= Action item =
Repeat every record exactly, but omit the images.

[Records from a data source]
=== Begin Enclosure ===
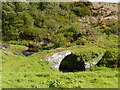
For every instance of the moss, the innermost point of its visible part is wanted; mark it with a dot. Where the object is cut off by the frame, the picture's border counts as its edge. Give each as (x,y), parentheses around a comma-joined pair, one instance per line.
(87,54)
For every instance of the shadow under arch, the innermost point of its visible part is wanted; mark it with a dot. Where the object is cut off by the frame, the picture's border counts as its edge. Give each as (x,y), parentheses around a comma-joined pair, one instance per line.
(71,64)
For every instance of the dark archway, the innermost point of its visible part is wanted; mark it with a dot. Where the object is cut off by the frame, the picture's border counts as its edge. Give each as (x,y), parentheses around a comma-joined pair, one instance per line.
(71,64)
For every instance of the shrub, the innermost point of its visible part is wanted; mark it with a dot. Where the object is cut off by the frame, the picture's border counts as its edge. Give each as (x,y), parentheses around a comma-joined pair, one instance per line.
(81,11)
(59,40)
(110,58)
(89,53)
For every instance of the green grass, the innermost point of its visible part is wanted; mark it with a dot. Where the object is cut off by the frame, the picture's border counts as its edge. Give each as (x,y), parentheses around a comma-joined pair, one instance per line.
(33,72)
(107,78)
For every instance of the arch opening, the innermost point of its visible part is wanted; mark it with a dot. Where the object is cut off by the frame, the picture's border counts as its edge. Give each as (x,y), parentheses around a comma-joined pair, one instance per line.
(71,64)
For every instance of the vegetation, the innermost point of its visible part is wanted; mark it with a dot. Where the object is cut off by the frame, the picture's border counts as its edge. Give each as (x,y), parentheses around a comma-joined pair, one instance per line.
(49,27)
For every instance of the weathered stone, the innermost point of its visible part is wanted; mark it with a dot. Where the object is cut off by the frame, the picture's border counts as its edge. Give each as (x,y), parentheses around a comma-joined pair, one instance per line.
(56,58)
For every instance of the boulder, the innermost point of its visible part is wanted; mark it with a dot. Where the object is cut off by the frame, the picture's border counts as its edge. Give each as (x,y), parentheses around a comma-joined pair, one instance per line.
(56,58)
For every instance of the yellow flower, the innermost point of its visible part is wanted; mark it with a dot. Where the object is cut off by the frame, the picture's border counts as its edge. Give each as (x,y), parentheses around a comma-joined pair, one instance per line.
(67,44)
(104,26)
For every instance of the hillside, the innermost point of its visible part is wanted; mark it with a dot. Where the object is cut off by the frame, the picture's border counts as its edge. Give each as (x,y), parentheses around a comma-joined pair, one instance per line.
(33,32)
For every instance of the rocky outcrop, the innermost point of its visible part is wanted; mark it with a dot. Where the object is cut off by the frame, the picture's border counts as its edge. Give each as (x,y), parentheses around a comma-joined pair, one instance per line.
(56,58)
(66,61)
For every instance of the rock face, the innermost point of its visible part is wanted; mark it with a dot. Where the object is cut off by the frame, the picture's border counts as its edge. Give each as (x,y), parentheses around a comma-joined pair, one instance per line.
(27,53)
(65,61)
(56,58)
=== End Enclosure ===
= Answer space =
For every instance of the moss, the innermost point of its visible part is wanted; mark it with a dot. Where the object is cut off by the frame, the picture's border counts as its edge. Give each as (x,y), parentheses around a comma-joined pair, one instance per line.
(87,54)
For every instance of the shadow under arch, the innermost point of its visible part is wanted; mark it with a dot. Where the object is cut off by the frame, the picture's border counts as its edge. Give each as (x,y), parentheses around a comma-joined pair, one instance per line.
(71,64)
For every instance of the dark archway, the innermost point of its visible part is wanted; mark it with a dot. Where the object is cut off by the frame, the picture's border counts as its edge. Give each as (x,y), parentheses around a comma-joined pair, one instance per line.
(71,64)
For every instance of the shrub, the innermost point of its visible part is wanted; mark it with a dot. Where the object is cut off by the frame, the picture's border counts as its edge. Give each as (x,y), parentheses around a comma-joined pair, one instance per line.
(81,11)
(59,40)
(110,58)
(89,53)
For every instance of the green grass, the innermost point of its visible part is wanted; mark it with a dot. Where the object is cut off by the frame, the picture's border counts as its edge. Give each as (x,y), parentheses around a comma-joined pair, one instance per line.
(33,72)
(107,78)
For every instance of the arch opening, the innermost point of its visible part is wanted; mark it with a dot. Where the object is cut off by the frame, the picture's border counts as its edge. Give each as (x,y), parentheses around a comma-joined pair, one instance per line.
(71,64)
For every instance of the vegetation, the innermost point of its visible part is wanted; mark it with a dot. Where the object is cut off by the frame, the picture's border counts as its edge. Give each as (x,y), parentheses around a comma-joined pair, one instance per line.
(49,27)
For every instance of the weathered stone, the innermost point of its visible part is wanted; mark it with a dot. Where the object is cut off by the frame, the picture's border counts as its edge. Give each as (x,y), parentheses around a comma-joined pair, one instance per line.
(56,58)
For every instance of the boulder, the innermost point of its visible part is wanted; mark it with a dot. Where the object is cut off by the frame, the picture's border counts as its edge. Give each as (x,y), parentheses around a comma-joined pair, one instance per line.
(56,58)
For every instance of the yellow flower, the innermost point of its visible part is wanted; mark it with a dot. Where the object is cut off by the frame, the picture's border counts as its edge. Give each as (x,y), parentheses around a comma-joined pair, one instance per line.
(67,44)
(104,26)
For every instance of the hillside, the innermost point of its visible part is wanted; mark it with a dot. Where the object is cut off by the frame, the picture's border counts as its edge. Give each as (x,y), parentheses around a comma-joined pair, one instance per line.
(33,32)
For every instance of the rocky outcrop, the innermost point of its visible part is wanted; mark it with a dot. Where the object is cut off by the frame, the picture's border counts as its edge. Give each as (x,y), parentheses around a comma-joined pair, one instance per line.
(56,58)
(66,61)
For every instance of the rock face, the innermost point of its visible part is wanted; mark it with a dot. Where the object is cut off by the frame, the picture's border counts as its edge. Give each as (x,y), parentheses around a comma-joined pair, one instance per line.
(27,53)
(65,61)
(56,58)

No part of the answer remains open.